- _任务目标_: 请改写下面这份清单的各行，把其中的“wooden”全部替换为“metal”，其余内容一字不改。
===== 本题数据
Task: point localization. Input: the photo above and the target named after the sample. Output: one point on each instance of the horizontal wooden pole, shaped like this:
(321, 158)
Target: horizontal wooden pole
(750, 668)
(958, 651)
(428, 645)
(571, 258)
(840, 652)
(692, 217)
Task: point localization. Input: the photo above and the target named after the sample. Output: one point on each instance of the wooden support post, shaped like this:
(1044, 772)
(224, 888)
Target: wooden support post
==========
- _参考答案_:
Task: point localization. Input: the photo above and the target named after the sample. Output: one point on each instance of the horizontal metal pole, shaped like this:
(321, 158)
Target: horizontal metal pole
(750, 668)
(958, 651)
(428, 645)
(571, 258)
(840, 652)
(692, 217)
Task: point localization. Input: the photo above and the target named after the sample. Output: one point on each instance of the metal support post, shaped like this:
(1044, 772)
(224, 888)
Target: metal support post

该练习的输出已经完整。